# Fragmento del documento:
───
Sostenido de una mano por Chávez, y de la otra por Huízar en las clases de contrapunto y armonía, Moncayo va armando una estructura de acero; conocimientos y métodos a su alcance, sin embargo no pierde frescura ni espontaneidad.
Cuando la asignatura de creación musical desaparece al dejar Chávez la dirección del Conservatorio, los cuatro le siguen pidiendo consejos aunque de manera informal. Permanecen así un tiempo hasta que Chávez se va a Nueva York. El taller entonces parece quedar a la deriva; su guía no está más. Pero en los cuatro arremete el mismo ímpetu. Se turnan las casas y se reúnen cada dos semanas. Puede decirse que allí nació el grupo como tal, pues en esas reuniones se compenetraron más entre sí, advirtieron sus posibilidades y trazaron el camino que cada uno seguiría. Aprenden algo fundamental para todo artista: escuchar la crítica de los demás. Y claro, como Chávez no está, no hay una opinión absoluta; los cuatro pesan igual, y unos a otros se estimulan, se contraatacan. Son cuatro sensibilidades, educadas de muy diferente modo; hasta por su lugar de nacimiento, pues si bien Galindo y Moncayo son de Jalisco, Contreras, en cambio, era de Guanajuato, y Ayala de Yucatán.
Tanto trabajo habría de canalizarse en forma conjunta. La iniciativa parte de Salvador Contreras y los invita a estrenar sus obras en público. Los cuatro se entusiasman, y el 25 de noviembre de 1935 ofrecen su primer concierto como grupo. Moncayo estrenó su Sonatina para piano, que él mismo interpretó, y Amatzinac, una deliciosa pieza de cámara para flauta y cuarteto de cuerdas. A raíz de este debut, el crítico José Barros Sierra lo denominó Grupo de los Cuatro.
José Pablo Moncayo había empezado a asentar su vida. Para ayudarlo a solventar sus necesidades y permitirle una existencia más decorosa, Chávez le ofreció una plaza de percusionista en la Orquesta Sinfónica de México, que ocuparía hasta 1944. Por ese entonces conoce a su primera mujer, con la que nunca podría formar una pareja estable.
Acontece el segundo concierto del Grupo de los Cuatro. Es el 15 de octubre de 1936. Moncayo estrena su Segunda sonatina para violín y piano, la cual toca con su hermano Francisco al violín, y su Romanza para violín, piano y violonchelo, con Guillermo Argote al violonchelo. Va definiendo su estilo, modulando su propia voz. Es inspirado, y sabe dar profundidad a sus melodías con soltura y precisión. Gustan sus obras, porque tiene un peso específico propio, muy suyo. Fino y popular, simultáneamente.
───
# Datos proporcionados:
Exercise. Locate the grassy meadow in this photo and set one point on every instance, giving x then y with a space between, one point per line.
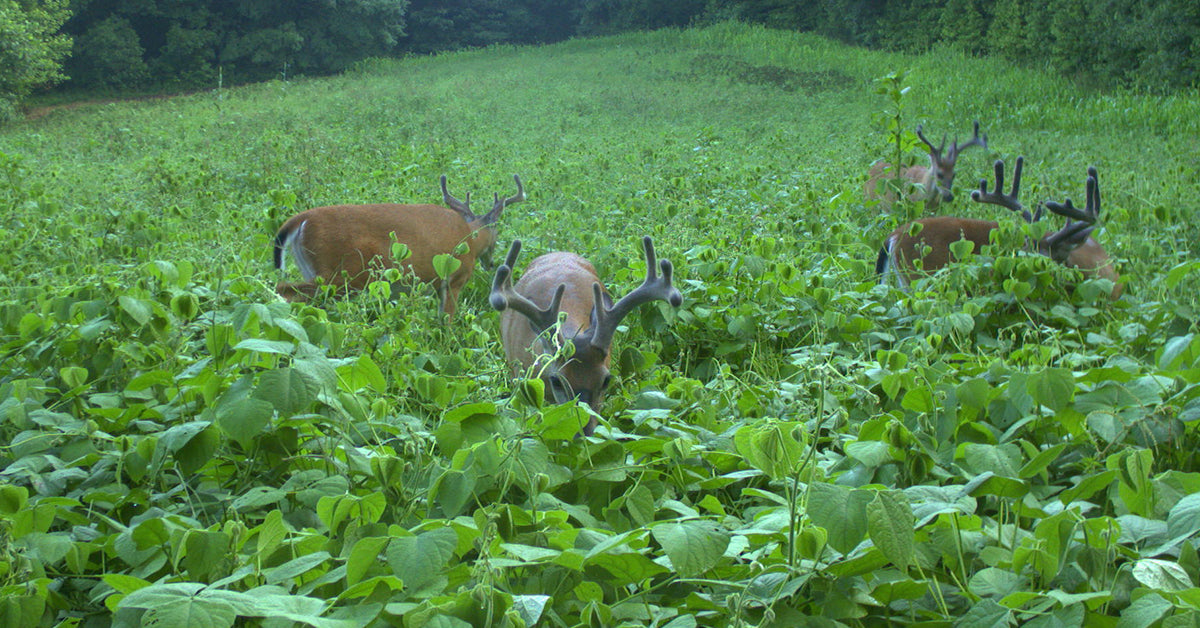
795 446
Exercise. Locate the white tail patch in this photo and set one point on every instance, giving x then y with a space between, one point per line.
293 245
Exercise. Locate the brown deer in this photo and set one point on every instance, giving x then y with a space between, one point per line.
351 245
923 246
933 184
561 299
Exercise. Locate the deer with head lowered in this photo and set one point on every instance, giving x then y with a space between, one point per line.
351 245
931 185
565 286
924 246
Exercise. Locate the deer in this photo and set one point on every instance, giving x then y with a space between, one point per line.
923 246
351 245
562 300
931 185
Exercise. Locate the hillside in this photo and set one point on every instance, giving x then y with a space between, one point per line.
793 442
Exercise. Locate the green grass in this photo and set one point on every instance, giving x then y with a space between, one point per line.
1001 443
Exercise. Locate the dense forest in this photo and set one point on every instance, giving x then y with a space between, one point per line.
155 45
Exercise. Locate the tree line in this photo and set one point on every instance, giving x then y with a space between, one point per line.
187 43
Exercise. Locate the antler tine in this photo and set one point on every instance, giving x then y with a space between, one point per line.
936 151
503 294
955 148
498 204
997 197
654 287
1080 222
454 203
1091 211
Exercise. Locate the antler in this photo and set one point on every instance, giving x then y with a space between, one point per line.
1080 222
655 287
498 204
1006 201
504 297
955 148
936 151
454 203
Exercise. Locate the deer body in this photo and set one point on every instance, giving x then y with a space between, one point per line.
563 282
349 245
910 255
931 184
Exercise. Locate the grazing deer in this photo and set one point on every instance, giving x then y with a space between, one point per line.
565 283
924 246
349 245
933 185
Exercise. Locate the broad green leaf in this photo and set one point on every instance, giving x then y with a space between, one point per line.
139 310
419 560
454 490
1177 352
891 522
919 400
364 555
287 390
694 546
1183 520
205 550
841 512
996 584
985 614
294 568
360 374
627 567
22 610
1002 460
1053 388
244 418
531 608
265 346
869 453
12 498
1089 486
774 448
258 497
1144 611
1041 461
445 264
1162 575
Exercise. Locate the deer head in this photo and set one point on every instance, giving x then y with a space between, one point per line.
561 300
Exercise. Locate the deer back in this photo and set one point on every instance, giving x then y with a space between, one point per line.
347 245
923 246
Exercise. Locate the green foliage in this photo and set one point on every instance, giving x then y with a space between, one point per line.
127 45
795 444
31 52
109 54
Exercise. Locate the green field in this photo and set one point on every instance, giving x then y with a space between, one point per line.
796 443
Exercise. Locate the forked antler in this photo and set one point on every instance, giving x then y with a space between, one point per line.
655 287
463 208
955 148
1080 222
504 297
997 197
499 204
454 203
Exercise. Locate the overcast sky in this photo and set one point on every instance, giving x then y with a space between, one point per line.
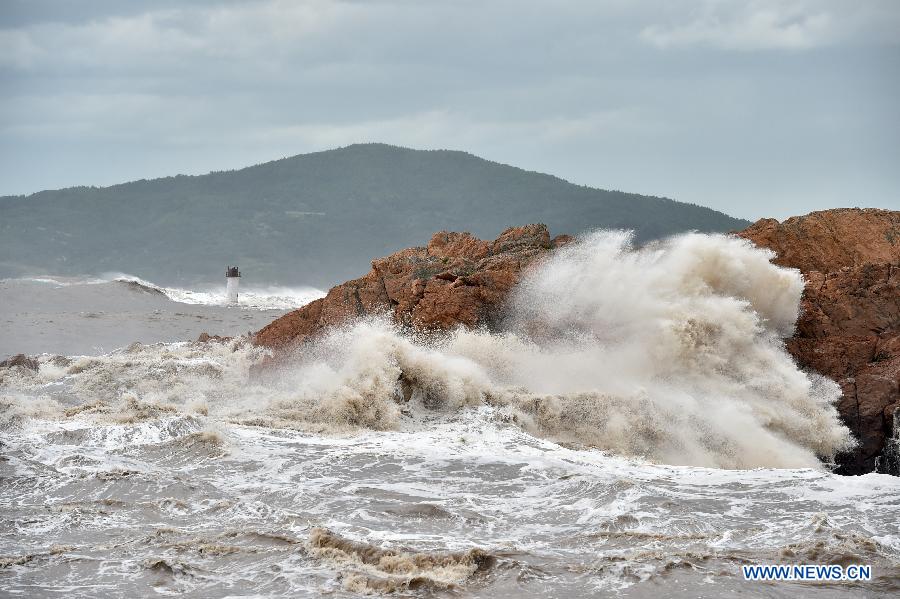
756 108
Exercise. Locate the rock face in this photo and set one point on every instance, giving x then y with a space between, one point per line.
849 327
456 279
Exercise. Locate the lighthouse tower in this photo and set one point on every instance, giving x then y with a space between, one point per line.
232 280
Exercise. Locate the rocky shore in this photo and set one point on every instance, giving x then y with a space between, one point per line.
849 326
848 330
456 279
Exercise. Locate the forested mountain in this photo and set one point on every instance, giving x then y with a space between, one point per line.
311 219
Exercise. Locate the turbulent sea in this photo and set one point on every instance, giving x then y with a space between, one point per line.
632 428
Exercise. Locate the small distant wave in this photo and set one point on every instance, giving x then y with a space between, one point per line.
257 298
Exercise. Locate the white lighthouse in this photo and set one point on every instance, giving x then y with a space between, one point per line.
232 280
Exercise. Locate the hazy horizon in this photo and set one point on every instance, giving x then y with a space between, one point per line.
755 109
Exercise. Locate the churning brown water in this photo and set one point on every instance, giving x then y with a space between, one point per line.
635 430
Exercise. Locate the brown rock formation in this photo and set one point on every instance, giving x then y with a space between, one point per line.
849 327
456 279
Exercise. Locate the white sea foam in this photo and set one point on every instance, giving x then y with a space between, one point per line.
670 353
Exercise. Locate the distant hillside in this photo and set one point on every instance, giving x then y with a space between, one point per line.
315 218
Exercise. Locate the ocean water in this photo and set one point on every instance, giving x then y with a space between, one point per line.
633 429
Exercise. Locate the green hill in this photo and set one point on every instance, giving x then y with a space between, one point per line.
312 219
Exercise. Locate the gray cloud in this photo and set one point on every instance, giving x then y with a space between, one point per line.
759 108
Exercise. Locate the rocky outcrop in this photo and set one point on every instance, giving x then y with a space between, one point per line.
849 327
455 280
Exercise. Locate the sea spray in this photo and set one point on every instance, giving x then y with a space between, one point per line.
670 353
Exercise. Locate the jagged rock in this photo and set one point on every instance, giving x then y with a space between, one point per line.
456 279
849 326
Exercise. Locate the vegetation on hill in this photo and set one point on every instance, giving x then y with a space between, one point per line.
310 219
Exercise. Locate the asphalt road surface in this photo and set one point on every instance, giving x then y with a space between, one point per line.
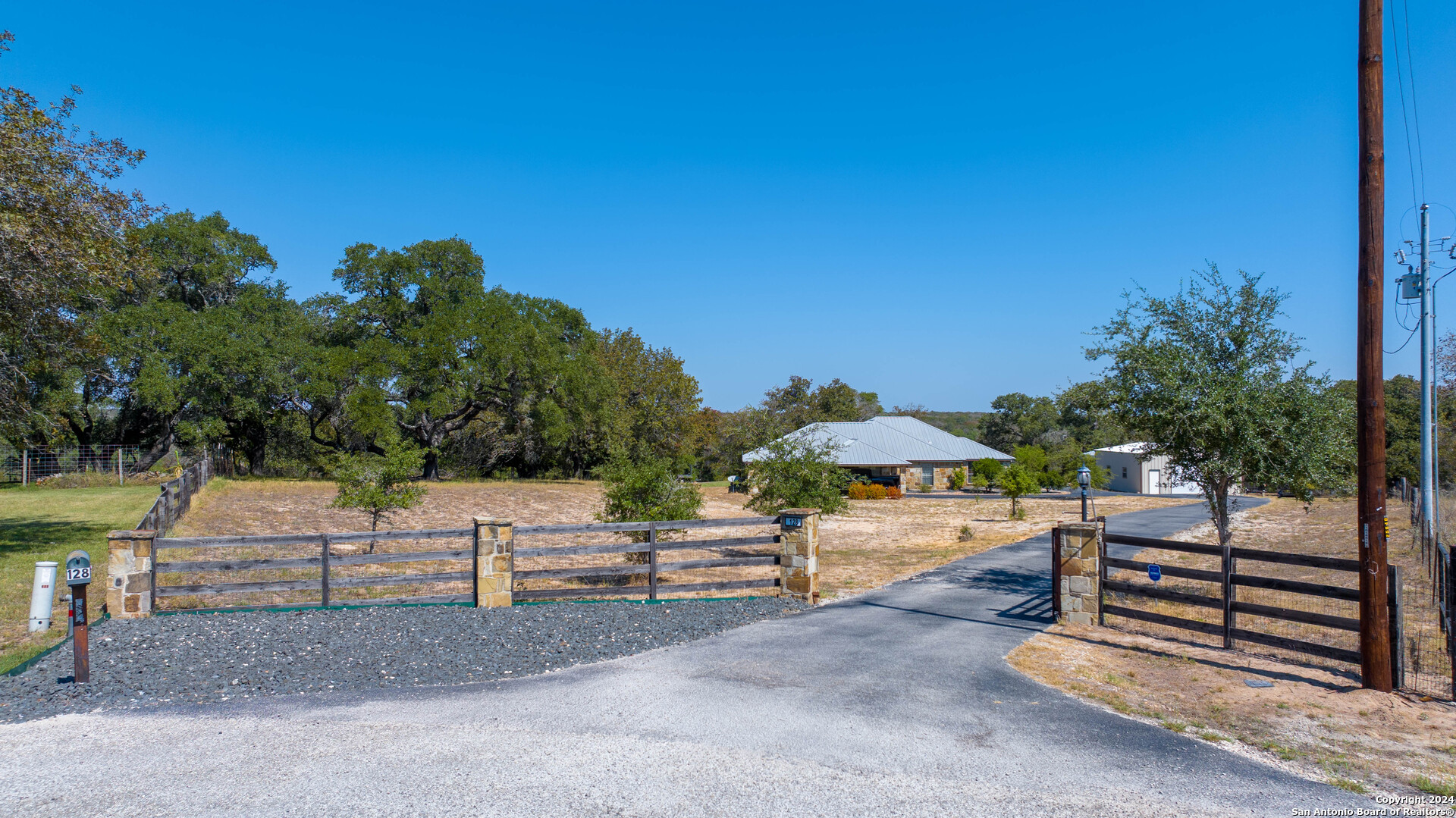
896 702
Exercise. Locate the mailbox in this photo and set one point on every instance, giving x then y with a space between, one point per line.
77 568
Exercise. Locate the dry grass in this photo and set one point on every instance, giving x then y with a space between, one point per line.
1315 716
1326 528
878 542
44 525
874 544
1313 719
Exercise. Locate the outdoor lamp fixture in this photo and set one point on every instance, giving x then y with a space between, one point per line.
1085 481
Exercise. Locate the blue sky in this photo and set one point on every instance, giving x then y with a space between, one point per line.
930 201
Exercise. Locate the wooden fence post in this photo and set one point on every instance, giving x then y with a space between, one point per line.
1056 572
651 561
1226 563
495 572
130 574
1397 629
799 556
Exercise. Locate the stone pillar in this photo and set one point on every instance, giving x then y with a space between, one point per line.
1079 563
799 555
495 571
128 574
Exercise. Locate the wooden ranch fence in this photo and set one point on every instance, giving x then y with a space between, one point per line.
175 497
465 565
324 584
613 580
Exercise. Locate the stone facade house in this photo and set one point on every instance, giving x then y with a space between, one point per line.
894 450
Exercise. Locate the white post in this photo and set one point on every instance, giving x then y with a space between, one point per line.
42 596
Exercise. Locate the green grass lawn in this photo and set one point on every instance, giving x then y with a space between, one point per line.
46 525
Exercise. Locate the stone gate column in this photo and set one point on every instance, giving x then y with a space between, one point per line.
1079 563
495 571
128 574
799 553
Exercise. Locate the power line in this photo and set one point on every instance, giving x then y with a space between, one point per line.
1416 111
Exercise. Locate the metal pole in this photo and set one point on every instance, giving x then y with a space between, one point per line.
1375 619
1427 386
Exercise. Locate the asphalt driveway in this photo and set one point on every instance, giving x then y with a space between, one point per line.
896 702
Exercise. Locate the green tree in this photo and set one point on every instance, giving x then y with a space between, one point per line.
654 402
422 344
379 485
989 469
797 472
64 249
1212 381
645 490
1017 482
1018 419
223 375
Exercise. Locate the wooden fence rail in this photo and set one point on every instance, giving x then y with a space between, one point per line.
327 582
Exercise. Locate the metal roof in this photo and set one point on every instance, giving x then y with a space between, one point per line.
893 443
965 449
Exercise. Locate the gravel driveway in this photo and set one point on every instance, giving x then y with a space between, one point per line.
897 702
194 658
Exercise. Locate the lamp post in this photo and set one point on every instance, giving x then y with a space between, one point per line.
1085 481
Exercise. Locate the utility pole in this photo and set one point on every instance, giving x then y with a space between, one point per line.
1429 479
1375 632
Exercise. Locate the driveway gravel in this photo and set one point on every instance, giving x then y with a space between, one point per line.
196 658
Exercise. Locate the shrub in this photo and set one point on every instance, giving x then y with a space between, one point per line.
644 490
378 485
799 473
1017 482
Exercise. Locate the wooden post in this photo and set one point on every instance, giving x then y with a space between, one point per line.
130 572
1397 631
324 563
1056 572
1375 612
651 561
80 639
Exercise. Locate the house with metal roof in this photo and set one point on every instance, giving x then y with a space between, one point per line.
896 450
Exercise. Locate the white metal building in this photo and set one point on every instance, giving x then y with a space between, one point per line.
1141 473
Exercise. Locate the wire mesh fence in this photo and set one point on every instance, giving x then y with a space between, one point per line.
39 463
1423 641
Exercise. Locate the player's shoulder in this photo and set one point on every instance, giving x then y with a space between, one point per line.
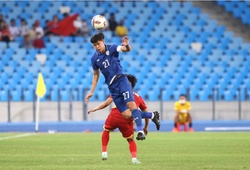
94 56
177 103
───
# Serie de ejercicios:
(1) Indica si cada afirmación concuerda con el texto sobre José Pablo Moncayo y responde sí o no, citando literalmente las palabras del texto que lo deciden: (a) El grupo dio su primer concierto el 25 de noviembre de 1935. (b) Contreras y Ayala habían nacido en Jalisco. (c) Chávez le ofreció a Moncayo una plaza de percusionista en la Orquesta Sinfónica de México.
(2) Reanuda, por favor, el texto sobre José Pablo Moncayo a partir de su última oración.

# Resultados obtenidos:
(1)
(a) Sí: «el 25 de noviembre de 1935 ofrecen su primer concierto como grupo».
(b) No: «Contreras, en cambio, era de Guanajuato, y Ayala de Yucatán».
(c) Sí: «Chávez le ofreció una plaza de percusionista en la Orquesta Sinfónica de México».

(2)
En dos conciertos más con el Grupo de los Cuatro, Moncayo estrenará un bello Trío para flauta, violín y piano, y una sonatina más, el 23 de agosto de 1938, y los días 22 y 25 de noviembre, el poema sinfónico Hueyapan, dirigido por él mismo. Esta última audición significó el final de las actividades del grupo. A partir de ahí, cada quien y por separado sortearía las dificultades —y la gloria— que se presentan en la vida de todo compositor.
Moncayo compone como enfebrecido. Todo lo que se le viene a la cabeza. Inclusive le da a su obra un original sentido del humor. Escribe en ese tenor la Fantasía intocable y la Romanza de las flores de calabaza, de la cual diría: “Si Debussy escribió para la muchacha de los cabellos de lino, ¿por qué no he de escribir yo para las flores de calabaza?”.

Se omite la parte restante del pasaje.